— start Extracted records —

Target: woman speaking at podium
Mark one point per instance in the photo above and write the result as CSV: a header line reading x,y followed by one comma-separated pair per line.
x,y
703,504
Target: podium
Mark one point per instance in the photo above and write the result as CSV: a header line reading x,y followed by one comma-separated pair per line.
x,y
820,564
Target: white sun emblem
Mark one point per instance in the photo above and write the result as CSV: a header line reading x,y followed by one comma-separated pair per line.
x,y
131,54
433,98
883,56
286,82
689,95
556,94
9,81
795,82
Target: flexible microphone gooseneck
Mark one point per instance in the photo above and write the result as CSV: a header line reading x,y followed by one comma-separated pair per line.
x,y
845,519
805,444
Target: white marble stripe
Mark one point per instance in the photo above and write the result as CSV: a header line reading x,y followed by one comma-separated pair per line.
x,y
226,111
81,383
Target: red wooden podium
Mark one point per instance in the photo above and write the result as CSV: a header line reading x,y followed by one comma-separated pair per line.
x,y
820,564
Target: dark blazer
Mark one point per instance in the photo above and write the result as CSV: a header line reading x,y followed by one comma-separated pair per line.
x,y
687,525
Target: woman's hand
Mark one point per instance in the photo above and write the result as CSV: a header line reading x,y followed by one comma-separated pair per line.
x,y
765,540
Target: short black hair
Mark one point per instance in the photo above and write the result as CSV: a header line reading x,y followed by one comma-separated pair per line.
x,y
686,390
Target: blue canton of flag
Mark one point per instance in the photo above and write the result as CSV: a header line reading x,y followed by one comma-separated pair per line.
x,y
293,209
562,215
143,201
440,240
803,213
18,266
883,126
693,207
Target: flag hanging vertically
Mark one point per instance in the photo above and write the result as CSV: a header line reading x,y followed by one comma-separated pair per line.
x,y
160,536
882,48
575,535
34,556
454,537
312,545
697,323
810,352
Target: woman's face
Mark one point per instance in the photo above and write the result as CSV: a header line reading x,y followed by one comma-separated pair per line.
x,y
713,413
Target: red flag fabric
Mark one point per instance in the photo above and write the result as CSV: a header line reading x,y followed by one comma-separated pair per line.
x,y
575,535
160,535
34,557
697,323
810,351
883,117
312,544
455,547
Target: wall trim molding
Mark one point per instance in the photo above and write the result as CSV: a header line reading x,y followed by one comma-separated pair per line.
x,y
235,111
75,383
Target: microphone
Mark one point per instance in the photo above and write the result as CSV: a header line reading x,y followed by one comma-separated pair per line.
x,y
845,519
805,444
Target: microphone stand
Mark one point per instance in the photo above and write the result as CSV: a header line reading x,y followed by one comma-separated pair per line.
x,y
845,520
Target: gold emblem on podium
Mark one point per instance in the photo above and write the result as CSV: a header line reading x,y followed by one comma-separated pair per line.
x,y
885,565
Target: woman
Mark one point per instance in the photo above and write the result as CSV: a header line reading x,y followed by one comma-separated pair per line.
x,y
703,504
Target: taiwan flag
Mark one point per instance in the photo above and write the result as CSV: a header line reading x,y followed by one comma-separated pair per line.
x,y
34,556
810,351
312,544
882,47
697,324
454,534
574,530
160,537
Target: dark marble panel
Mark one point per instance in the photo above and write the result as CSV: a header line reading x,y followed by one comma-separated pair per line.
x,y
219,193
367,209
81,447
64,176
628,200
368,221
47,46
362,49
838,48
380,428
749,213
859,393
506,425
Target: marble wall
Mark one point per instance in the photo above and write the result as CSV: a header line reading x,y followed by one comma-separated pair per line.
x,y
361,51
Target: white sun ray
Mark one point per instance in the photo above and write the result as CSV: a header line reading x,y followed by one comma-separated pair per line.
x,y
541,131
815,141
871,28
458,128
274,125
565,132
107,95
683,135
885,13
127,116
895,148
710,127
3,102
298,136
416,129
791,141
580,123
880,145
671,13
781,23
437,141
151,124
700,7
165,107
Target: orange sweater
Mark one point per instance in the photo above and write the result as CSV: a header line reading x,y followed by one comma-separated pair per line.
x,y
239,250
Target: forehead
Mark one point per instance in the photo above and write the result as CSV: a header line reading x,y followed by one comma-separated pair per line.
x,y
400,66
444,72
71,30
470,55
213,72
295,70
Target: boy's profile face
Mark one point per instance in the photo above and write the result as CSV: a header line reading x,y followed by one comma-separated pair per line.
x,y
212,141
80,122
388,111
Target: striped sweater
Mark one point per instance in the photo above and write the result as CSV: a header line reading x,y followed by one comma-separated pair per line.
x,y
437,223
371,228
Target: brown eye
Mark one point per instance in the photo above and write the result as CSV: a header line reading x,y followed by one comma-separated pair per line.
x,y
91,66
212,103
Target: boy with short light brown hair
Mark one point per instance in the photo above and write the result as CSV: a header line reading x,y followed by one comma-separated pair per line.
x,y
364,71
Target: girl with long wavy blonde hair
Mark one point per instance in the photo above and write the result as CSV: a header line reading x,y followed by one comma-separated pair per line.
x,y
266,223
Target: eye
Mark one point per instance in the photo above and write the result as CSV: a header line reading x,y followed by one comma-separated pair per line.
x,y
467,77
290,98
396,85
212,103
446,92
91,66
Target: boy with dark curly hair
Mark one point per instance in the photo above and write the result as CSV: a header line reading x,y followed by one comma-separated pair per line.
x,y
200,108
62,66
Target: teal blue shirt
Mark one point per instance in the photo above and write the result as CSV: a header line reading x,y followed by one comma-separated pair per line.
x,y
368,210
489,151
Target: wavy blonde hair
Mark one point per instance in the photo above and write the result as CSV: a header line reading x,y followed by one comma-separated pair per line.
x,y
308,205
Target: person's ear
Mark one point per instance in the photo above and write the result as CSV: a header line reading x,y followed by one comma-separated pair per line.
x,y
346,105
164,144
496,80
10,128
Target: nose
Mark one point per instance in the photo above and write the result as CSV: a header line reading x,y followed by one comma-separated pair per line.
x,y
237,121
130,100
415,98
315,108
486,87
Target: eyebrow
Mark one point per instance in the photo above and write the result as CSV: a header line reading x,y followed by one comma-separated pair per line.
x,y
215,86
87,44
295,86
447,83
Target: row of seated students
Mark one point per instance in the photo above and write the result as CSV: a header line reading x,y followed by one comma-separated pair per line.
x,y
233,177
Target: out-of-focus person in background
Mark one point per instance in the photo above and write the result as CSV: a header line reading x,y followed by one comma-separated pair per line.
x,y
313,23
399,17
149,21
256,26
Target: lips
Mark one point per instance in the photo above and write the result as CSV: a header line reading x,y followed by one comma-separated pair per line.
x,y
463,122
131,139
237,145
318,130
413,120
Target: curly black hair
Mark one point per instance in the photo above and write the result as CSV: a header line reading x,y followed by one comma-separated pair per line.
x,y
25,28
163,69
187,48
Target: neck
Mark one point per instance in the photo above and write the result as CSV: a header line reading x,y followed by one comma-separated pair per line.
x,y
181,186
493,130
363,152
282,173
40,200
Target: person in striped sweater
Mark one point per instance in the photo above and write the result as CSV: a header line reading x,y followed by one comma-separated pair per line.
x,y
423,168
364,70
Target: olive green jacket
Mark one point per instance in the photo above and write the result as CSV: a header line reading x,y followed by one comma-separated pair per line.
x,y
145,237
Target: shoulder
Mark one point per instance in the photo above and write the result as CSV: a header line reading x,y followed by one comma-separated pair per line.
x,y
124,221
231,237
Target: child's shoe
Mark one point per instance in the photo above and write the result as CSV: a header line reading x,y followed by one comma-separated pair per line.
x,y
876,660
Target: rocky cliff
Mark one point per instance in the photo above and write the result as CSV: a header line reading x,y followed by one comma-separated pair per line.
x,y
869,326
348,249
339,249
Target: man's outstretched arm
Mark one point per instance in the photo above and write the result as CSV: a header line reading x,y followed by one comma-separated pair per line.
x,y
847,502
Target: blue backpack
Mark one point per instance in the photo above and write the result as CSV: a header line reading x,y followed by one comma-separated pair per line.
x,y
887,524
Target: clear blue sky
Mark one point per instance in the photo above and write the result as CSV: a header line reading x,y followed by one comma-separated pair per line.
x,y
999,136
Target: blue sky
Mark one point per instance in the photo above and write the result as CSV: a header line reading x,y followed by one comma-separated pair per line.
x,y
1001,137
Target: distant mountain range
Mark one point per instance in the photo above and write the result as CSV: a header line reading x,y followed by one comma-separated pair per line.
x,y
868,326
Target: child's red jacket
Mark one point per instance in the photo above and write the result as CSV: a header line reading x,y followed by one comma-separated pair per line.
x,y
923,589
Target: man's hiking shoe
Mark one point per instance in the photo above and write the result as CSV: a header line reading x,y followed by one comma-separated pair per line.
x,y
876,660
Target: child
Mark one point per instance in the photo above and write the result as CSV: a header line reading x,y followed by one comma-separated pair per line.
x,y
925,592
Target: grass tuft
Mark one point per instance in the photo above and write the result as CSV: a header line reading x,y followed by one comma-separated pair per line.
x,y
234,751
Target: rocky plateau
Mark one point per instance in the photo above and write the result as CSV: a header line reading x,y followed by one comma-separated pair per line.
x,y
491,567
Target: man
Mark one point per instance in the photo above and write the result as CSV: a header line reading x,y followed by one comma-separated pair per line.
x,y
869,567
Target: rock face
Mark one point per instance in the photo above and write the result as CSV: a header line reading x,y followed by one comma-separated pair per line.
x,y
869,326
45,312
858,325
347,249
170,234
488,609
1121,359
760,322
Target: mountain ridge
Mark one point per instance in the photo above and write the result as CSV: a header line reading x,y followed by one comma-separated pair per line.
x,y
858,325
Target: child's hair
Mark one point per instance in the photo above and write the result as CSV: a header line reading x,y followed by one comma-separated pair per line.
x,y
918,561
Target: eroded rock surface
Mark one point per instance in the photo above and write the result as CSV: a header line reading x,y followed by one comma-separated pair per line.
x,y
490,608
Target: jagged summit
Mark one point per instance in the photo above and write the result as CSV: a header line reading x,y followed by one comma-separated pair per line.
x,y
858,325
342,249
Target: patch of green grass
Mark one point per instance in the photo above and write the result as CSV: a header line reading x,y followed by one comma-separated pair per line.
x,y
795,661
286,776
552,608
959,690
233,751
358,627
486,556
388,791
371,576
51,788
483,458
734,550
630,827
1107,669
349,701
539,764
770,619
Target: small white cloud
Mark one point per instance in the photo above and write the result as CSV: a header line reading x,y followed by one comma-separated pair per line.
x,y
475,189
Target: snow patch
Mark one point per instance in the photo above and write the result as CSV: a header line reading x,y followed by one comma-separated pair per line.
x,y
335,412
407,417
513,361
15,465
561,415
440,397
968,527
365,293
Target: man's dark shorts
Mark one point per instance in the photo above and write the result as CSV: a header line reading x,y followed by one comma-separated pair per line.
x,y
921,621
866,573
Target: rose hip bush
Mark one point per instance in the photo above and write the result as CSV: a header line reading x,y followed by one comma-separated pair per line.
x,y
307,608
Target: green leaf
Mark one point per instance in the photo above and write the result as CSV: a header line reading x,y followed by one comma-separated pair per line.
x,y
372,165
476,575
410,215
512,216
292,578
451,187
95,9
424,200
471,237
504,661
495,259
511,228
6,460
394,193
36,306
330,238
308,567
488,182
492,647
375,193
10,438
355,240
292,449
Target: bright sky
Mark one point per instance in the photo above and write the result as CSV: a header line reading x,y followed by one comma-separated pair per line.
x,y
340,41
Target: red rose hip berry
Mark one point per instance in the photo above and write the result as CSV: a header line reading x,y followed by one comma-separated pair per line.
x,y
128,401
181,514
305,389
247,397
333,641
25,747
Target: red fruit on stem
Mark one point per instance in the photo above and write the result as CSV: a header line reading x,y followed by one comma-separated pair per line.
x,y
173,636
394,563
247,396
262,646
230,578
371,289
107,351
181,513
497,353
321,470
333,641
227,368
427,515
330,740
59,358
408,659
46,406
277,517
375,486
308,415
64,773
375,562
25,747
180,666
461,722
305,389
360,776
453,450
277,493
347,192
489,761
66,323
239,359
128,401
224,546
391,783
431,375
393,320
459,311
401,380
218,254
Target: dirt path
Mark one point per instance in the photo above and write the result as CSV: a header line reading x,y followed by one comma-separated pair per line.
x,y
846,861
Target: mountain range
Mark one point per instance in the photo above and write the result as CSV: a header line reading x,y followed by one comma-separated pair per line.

— end Extracted records —

- [Task brief]:
Retype, exactly and only, the lines running from the one with "Target: rose hip bush" through the final line of the listing above.

- [Exercise answer]:
Target: rose hip bush
Mark one point per instance in the photo above and write the result as CSV: a header line reading x,y followed by one comma-separated pair per line.
x,y
307,608
Target: green leaf
Mark one point per instance in the photo above and write the result as CSV: a header line reading x,y followed by one comma-separated pair per line.
x,y
372,165
476,575
410,215
512,216
292,578
451,187
95,9
424,200
471,237
504,661
495,259
511,228
6,460
394,193
36,306
330,238
308,567
488,182
492,647
375,193
10,438
355,240
292,449
Target: bright sky
Mark one point per instance in the photo above and write the result as CSV: a header line reading x,y followed by one comma-separated pair per line.
x,y
340,41
Target: red rose hip berry
Mark one point per instance in the photo above and write the result as CSV: a header line reading x,y followed by one comma-separated pair per line.
x,y
128,401
181,514
305,389
247,397
333,641
25,747
Target: red fruit on stem
Mark one point per instance in the photo above and write the result as CSV: a header line reading x,y followed by one comma-separated pair per line.
x,y
173,636
394,563
247,396
262,646
230,578
371,289
107,351
181,513
497,353
321,470
333,641
227,368
427,515
330,740
59,358
408,659
46,406
277,517
375,486
308,415
64,773
375,562
25,747
180,666
461,722
305,389
360,776
453,450
277,493
347,192
489,761
66,323
239,359
128,401
224,546
391,783
431,375
393,320
459,311
401,380
218,254
Target: dirt path
Mark one point per instance in the photo above and write the result as CSV: a header line reading x,y followed by one comma-separated pair per line.
x,y
846,861
Target: mountain range
Mark one point per instance in the photo above and write the result as CSV: a header line reading x,y followed by one comma-separated pair per line.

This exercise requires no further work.